INPUT DATA:
(begin)
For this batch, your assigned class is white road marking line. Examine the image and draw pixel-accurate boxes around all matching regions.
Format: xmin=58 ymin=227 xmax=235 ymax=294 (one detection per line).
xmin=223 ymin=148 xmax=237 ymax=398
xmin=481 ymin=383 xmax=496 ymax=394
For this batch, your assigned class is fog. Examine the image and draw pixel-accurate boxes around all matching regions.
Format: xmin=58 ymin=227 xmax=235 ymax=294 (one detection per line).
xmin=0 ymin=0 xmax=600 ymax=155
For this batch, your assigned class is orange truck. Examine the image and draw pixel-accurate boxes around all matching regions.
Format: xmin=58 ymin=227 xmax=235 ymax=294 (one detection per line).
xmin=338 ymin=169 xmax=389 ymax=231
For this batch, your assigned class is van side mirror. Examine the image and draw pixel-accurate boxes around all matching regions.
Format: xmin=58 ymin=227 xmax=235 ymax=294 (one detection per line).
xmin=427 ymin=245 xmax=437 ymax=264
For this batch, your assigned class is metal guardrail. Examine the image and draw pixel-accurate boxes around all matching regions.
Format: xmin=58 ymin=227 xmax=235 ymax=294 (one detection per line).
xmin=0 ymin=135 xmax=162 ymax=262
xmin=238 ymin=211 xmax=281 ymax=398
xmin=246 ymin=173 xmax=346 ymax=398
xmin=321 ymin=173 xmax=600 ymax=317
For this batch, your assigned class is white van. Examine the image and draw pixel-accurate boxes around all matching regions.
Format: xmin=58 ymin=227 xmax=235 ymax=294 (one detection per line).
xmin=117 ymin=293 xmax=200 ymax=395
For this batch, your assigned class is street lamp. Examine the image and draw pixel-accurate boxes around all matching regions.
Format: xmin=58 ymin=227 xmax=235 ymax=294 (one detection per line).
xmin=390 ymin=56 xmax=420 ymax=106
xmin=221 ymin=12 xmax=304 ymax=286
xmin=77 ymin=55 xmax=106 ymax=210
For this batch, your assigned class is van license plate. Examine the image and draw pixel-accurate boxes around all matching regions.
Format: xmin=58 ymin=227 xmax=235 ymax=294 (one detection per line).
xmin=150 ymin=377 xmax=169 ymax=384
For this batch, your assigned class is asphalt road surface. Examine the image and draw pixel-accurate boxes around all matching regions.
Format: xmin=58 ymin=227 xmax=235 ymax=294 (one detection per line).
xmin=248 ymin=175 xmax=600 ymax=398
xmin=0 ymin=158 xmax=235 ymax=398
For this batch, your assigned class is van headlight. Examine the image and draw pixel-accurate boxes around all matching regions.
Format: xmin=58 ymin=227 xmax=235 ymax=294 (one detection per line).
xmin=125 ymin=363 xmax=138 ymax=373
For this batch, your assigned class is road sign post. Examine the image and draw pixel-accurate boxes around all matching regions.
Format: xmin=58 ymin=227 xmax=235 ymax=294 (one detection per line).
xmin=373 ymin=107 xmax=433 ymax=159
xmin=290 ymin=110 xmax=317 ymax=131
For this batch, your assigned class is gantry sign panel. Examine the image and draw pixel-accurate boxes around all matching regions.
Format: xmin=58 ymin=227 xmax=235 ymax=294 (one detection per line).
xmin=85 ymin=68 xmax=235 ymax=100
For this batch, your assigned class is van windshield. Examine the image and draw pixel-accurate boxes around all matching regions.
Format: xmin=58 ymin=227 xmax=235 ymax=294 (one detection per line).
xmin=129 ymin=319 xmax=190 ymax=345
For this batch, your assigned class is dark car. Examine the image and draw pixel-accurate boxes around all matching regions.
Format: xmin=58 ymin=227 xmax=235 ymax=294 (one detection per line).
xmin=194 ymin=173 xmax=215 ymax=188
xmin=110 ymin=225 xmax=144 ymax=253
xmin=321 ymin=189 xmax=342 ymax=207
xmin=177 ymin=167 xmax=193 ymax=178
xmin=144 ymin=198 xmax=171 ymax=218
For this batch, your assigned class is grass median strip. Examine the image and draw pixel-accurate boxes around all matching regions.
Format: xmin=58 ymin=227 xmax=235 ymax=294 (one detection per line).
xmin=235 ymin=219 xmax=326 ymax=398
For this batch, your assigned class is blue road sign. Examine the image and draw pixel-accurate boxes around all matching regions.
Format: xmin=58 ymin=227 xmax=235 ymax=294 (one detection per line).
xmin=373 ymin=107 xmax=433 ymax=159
(end)
SHORT EXERCISE:
Reproduce all of the material above word for word, line by line, in its original order.

RESULT OF THIS TASK:
For this batch, your assigned class is white road marking line. Examine the image and draw pixel-accurate boxes around all matching regions.
Format: xmin=58 ymin=227 xmax=235 ymax=294 (one detection per line).
xmin=223 ymin=148 xmax=237 ymax=398
xmin=481 ymin=383 xmax=496 ymax=394
For this batch, your assigned class is fog. Examine the image and draw pixel-accurate boxes around all matching regions.
Format: xmin=58 ymin=227 xmax=235 ymax=294 (one detection per line).
xmin=0 ymin=0 xmax=600 ymax=155
For this batch, your assigned class is orange truck. Examine the image and draw pixel-accurate boxes around all matching regions.
Format: xmin=58 ymin=227 xmax=235 ymax=294 (one detection per line).
xmin=338 ymin=169 xmax=389 ymax=231
For this batch, your assigned class is van side mirror. Examine the image and draw pixel-accurate boxes around all matching regions.
Format: xmin=58 ymin=227 xmax=235 ymax=294 (one detection per line).
xmin=427 ymin=245 xmax=437 ymax=264
For this batch, your assigned class is metal guardrail. Examine the image and draw pixel-accurate boxes around all matching regions.
Format: xmin=58 ymin=227 xmax=235 ymax=294 (one detection per line).
xmin=0 ymin=135 xmax=162 ymax=262
xmin=238 ymin=211 xmax=281 ymax=398
xmin=246 ymin=173 xmax=346 ymax=398
xmin=321 ymin=173 xmax=600 ymax=317
For this batch, your assigned class is white van. Examine the image and draw pixel-accurate boxes around all matching regions.
Format: xmin=58 ymin=227 xmax=235 ymax=294 (one detection per line).
xmin=117 ymin=293 xmax=200 ymax=395
For this batch, your assigned class is street lamp. Examine the image and draw pixel-accurate boxes around all matching regions.
Format: xmin=58 ymin=227 xmax=235 ymax=294 (one detection per line).
xmin=390 ymin=56 xmax=420 ymax=106
xmin=221 ymin=12 xmax=304 ymax=286
xmin=77 ymin=55 xmax=106 ymax=210
For this batch, your assigned class is van license plate. Examine the image and draw pixel-accurate boxes around all matching regions.
Format: xmin=58 ymin=227 xmax=235 ymax=294 (one detection per line).
xmin=150 ymin=377 xmax=169 ymax=384
For this batch, your assigned class is asphalt road surface. Examine the image and draw pixel-accurate boxes around all matching regions.
Format: xmin=58 ymin=227 xmax=235 ymax=294 (one detection per line).
xmin=248 ymin=175 xmax=600 ymax=398
xmin=0 ymin=158 xmax=235 ymax=398
For this batch, your assigned class is van headlight. Examine the image and draw pixel-accurate boxes around all matching regions.
Format: xmin=58 ymin=227 xmax=235 ymax=294 (one detection per line).
xmin=125 ymin=363 xmax=138 ymax=373
For this batch, your assigned class is road sign post. Examine the image and draw pixel-accurate boxes around all matching regions.
Format: xmin=58 ymin=227 xmax=235 ymax=294 (one detection per line).
xmin=373 ymin=107 xmax=433 ymax=159
xmin=290 ymin=110 xmax=317 ymax=131
For this batch, your assigned class is gantry sign panel. Examine the image and draw pixel-accurate boxes around all matching regions.
Format: xmin=58 ymin=227 xmax=235 ymax=294 (one detection per line).
xmin=85 ymin=68 xmax=235 ymax=100
For this batch, your assigned class is van windshield. Examine the image and draw pixel-accurate boxes around all matching regions.
Format: xmin=58 ymin=227 xmax=235 ymax=294 (one detection per line).
xmin=129 ymin=319 xmax=190 ymax=345
For this batch, your assigned class is dark car. Examine the image and draw pixel-accurate boxes around all matching regions.
Format: xmin=58 ymin=227 xmax=235 ymax=294 (one detection per line).
xmin=194 ymin=173 xmax=215 ymax=188
xmin=110 ymin=225 xmax=144 ymax=253
xmin=321 ymin=189 xmax=342 ymax=207
xmin=177 ymin=167 xmax=193 ymax=178
xmin=144 ymin=198 xmax=171 ymax=218
For this batch, your assigned class is grass median strip. Examine the image and draw pixel-accurate boxes around all matching regions.
Format: xmin=58 ymin=227 xmax=235 ymax=294 (one detection per line).
xmin=235 ymin=219 xmax=326 ymax=398
For this batch, your assigned class is blue road sign. Examine the image and draw pixel-accurate boxes around all matching regions.
Format: xmin=58 ymin=227 xmax=235 ymax=294 (one detection per line).
xmin=373 ymin=107 xmax=433 ymax=159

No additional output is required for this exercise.